Activity representations in the mind of the user do not require any
support, and informal representations are not particularly problematic;
but the formal representation of activities is quite a challenging
problem. If we truly want to encompass the breadth of human activities
with an activity management tool, it must deal with a difficult
representation problem. Different kinds of activities should be
represented in a common "language" when possible, but the
representation must be extensible to support new types of activities and
functionalities. It is not desirable that the user be required to
specify an activity "type" in advance--the user may not have
decided on an activity type, and the activity may change considerably
during its lifetime; for example, starting as an e-mail or a "to
do" entry and evolving into a multi-person project. What is needed
is a fluid representation that enables activities to change and acquire
new properties.
The representation problem is further complicated by the
requirement to represent not just activities, but potentially all kinds
of domain-specific objects related to them (people, documents, files,
calendar appointments, Web sites, orders, etc.). We came to realize that
the network of relationships that binds other objects to an activity is
one of the most important features of an activity. We could use URLs
(Uniform Resource Locators) or other identifiers to represent these
objects, but then we would be severely limited in what we could do with
them or the kind of queries that would be possible. Ideally, we would
like to associate selected metadata with those objects in order to
support queries within the activity system, for example, displaying all
activities with a calendar appointment occurring today. The challenge of
the task is to represent highly variable objects and their relationships
to potentially any other object.
We have investigated the use of semantic Web (15) technologies to
provide a consistent, standards-based environment for the representation
of activities. RDF, (16) a key component of the semantic Web, provides a
representation flexible enough to support our generalization of
activities by enabling relationships from multiple ontologies and data
sources to be viewed as one coherent data structure: namely, a graph.
RDF comes with a data model to express binary relationships, query
languages (RDQL (17) and SPARQL (18)), several implementations of
storage repositories, a file format (RDF/XML), an ontology language (OWL
(19)), and an inference model. As part of our investigation, we have
developed a unified activity ontology, based on OWL, that defines the
generic concept of collaborative activity and provides a common set of
properties to ensure a level of consistency and uniformity for all types
of activities. This ontology can be easily extended to new relationships
and properties, thus enabling activities to be customized for particular
end users without necessitating a system redesign.
Unified Activity ontology
The Unified Activity ontology defines a few fundamental objects:
(1) activities, (2) actors (people or software agents), (3) events
(calendar entries), and (4) resources (files and URLs). The ontology
builds on the Dublin core, (20) Friend-Of-A-Friend, (21) and iCalendar
(22) ontologies to describe standardized properties such as titles,
descriptions, and e-mail addresses.
Table 1 summarizes the key properties of the Unified Activity
ontology. The basic entity is the activity, characterized by a few
descriptive properties (title, description, result) and several
relational properties that connect this activity to other objects, such
as actors and resources.

* STATED PROBLEM 1
List the fundamental objects that the article says the Unified Activity ontology defines.
The entries below come from a source unrelated to the article above.

* ENTRIES
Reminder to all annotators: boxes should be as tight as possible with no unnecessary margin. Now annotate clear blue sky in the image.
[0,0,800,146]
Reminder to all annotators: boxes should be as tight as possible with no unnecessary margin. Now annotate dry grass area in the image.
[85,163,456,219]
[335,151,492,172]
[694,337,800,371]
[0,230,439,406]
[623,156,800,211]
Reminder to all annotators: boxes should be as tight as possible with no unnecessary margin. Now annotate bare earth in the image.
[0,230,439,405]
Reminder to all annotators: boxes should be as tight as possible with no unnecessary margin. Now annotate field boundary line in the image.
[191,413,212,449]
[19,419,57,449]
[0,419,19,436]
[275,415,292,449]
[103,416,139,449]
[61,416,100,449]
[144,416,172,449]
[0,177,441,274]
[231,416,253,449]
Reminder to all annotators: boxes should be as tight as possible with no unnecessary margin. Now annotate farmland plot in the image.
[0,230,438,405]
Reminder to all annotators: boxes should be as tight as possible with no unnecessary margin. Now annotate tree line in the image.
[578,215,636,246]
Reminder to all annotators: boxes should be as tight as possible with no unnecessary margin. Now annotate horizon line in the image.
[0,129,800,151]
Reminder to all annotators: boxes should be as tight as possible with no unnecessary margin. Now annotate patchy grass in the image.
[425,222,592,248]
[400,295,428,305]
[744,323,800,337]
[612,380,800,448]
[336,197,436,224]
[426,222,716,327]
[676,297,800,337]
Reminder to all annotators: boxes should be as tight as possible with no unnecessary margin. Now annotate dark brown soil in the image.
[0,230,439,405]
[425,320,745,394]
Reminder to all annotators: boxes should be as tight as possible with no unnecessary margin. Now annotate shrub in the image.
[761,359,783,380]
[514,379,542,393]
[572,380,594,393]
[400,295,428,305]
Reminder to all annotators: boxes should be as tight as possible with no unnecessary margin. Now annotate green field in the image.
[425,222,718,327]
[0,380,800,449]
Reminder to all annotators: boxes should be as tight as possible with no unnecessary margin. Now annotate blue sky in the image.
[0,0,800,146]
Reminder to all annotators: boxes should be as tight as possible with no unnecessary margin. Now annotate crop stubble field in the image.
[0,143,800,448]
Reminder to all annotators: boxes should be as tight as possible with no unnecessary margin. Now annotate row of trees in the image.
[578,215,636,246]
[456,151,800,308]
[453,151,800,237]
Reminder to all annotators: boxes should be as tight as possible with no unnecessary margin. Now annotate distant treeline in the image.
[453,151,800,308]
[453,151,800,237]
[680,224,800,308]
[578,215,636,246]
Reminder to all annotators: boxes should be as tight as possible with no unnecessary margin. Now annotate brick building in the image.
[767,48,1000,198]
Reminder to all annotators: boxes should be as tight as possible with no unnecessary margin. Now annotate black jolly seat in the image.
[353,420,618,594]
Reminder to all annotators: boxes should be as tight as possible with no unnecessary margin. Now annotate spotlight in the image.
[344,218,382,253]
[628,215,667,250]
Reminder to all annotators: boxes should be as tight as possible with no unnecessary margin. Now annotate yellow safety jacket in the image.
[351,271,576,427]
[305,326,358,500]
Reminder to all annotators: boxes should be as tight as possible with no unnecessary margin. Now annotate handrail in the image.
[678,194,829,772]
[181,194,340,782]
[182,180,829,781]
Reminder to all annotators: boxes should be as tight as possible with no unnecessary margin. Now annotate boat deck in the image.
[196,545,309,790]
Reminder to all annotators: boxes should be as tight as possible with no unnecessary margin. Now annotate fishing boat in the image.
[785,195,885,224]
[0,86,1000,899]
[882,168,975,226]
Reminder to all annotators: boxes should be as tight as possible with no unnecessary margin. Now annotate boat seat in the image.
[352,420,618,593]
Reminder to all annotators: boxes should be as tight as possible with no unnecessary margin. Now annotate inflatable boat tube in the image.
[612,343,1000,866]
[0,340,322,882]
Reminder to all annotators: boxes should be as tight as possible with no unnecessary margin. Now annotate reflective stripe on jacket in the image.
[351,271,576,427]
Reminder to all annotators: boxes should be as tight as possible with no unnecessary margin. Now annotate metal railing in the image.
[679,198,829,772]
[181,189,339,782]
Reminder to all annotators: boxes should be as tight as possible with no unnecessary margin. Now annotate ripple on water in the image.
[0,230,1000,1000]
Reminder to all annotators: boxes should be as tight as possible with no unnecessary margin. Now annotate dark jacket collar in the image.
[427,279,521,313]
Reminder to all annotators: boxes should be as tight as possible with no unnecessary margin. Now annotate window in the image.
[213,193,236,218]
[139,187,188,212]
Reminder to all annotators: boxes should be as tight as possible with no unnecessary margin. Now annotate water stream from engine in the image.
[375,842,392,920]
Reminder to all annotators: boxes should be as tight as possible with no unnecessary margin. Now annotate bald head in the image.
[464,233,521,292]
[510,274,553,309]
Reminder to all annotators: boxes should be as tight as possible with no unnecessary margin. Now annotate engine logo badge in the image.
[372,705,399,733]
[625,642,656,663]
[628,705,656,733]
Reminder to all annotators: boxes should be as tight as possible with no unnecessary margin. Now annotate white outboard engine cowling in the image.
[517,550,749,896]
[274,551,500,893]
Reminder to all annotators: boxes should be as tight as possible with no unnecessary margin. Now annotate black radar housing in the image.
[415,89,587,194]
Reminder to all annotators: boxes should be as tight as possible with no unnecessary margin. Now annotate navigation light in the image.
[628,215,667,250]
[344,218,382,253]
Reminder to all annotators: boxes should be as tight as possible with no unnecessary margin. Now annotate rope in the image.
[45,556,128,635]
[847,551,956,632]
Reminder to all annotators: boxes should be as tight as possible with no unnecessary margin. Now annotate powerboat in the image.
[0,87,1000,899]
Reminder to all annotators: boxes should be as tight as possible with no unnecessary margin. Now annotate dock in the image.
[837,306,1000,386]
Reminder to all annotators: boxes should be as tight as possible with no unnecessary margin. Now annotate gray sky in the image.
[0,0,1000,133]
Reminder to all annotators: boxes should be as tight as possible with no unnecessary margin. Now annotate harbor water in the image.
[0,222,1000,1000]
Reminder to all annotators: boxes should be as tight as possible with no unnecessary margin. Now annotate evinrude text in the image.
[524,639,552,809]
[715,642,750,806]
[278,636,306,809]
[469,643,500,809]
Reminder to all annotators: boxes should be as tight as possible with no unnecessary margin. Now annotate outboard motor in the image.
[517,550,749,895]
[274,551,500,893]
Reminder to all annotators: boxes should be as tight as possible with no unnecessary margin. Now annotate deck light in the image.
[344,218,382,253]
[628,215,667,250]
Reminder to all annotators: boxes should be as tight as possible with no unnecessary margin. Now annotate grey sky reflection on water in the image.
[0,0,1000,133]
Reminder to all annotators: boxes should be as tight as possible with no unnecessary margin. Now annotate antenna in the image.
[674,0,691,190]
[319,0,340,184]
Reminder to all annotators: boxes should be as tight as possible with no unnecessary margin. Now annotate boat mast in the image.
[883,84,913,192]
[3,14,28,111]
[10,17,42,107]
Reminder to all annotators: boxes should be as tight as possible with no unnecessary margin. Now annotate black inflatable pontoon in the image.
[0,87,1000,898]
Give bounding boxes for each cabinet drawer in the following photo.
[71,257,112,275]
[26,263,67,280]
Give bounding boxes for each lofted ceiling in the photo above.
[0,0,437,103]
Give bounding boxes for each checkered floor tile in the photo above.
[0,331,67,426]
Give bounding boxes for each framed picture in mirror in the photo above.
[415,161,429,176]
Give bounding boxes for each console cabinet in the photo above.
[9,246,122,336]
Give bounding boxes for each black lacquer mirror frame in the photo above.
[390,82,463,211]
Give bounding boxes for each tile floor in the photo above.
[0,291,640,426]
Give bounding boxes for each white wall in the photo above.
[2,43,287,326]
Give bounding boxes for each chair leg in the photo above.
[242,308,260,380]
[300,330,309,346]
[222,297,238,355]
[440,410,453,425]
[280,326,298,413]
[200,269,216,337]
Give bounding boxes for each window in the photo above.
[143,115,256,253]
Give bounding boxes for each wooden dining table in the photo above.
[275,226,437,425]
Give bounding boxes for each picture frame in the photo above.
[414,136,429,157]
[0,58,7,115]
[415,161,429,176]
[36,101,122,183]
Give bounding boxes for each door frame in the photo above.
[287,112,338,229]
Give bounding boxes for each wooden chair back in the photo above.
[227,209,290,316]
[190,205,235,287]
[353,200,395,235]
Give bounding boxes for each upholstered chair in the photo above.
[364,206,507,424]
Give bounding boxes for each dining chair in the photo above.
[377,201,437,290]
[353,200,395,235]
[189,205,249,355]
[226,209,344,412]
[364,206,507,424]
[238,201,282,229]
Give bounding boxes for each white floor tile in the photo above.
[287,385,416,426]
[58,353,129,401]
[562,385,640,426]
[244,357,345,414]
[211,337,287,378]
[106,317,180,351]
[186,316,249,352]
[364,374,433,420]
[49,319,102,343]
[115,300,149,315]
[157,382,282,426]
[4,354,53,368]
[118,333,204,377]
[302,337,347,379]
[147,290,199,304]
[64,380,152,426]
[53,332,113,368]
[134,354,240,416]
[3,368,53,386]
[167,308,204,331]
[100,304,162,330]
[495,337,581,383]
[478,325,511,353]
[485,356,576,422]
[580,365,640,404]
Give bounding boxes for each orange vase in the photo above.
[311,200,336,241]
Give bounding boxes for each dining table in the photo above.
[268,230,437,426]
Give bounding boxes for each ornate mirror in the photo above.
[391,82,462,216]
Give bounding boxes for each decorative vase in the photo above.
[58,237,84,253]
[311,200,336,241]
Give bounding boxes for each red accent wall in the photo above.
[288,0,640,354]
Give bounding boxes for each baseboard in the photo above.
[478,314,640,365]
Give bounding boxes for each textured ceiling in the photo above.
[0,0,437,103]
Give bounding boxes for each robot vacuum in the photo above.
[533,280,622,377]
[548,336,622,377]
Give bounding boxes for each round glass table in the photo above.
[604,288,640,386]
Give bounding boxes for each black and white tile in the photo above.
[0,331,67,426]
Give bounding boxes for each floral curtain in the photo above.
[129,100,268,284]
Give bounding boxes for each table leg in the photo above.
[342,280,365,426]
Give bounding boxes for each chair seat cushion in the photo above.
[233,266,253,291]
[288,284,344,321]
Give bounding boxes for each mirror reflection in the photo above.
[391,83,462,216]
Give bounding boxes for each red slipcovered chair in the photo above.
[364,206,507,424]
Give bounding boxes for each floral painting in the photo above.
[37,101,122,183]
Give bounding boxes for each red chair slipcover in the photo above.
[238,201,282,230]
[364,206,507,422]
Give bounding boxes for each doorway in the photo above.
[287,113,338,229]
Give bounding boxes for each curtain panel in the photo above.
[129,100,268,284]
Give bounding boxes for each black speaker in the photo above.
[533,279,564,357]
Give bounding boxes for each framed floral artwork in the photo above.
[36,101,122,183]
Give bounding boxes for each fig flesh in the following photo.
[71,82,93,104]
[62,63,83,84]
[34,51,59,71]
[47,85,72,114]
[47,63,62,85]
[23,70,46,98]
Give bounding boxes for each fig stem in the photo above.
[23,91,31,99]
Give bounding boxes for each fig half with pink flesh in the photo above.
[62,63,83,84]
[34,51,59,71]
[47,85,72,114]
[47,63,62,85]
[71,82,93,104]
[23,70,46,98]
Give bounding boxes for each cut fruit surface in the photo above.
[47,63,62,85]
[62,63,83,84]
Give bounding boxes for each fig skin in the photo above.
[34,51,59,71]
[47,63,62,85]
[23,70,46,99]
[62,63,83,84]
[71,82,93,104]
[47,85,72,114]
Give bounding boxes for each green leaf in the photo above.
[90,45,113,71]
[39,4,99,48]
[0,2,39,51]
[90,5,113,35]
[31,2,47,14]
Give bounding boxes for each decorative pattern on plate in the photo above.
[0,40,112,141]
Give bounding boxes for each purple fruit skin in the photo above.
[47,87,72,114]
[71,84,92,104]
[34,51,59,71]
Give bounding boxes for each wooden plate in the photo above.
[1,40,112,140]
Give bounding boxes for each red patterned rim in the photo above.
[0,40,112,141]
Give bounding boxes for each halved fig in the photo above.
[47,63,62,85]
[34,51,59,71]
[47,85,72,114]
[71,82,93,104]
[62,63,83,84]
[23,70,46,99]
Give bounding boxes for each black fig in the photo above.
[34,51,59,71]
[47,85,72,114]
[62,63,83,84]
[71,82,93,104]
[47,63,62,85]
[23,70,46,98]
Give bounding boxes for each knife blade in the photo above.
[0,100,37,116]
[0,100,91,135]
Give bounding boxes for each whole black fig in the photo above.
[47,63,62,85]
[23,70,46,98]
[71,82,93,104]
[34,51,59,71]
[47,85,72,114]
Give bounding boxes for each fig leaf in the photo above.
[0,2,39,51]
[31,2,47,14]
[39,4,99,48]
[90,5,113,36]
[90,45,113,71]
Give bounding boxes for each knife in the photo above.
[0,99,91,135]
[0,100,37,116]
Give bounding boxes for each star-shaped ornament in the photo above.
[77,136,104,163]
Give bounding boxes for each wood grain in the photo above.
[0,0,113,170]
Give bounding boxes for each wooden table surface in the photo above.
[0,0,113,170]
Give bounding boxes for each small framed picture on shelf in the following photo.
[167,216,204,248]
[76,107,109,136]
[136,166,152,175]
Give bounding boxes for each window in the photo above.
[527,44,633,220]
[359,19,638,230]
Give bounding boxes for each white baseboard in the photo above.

* STATED PROBLEM 2
Reproduce word for word the entries from the line with "tree line in the image." to the line with "[0,129,800,151]", including both of those lines.

* EXPECTED OUTPUT 1
1. Activities
2. Actors (people or software agents)
3. Events (calendar entries)
4. Resources (files and URLs)

* EXPECTED OUTPUT 2
Reminder to all annotators: boxes should be as tight as possible with no unnecessary margin. Now annotate tree line in the image.
[578,215,636,246]
Reminder to all annotators: boxes should be as tight as possible with no unnecessary margin. Now annotate horizon line in the image.
[0,129,800,151]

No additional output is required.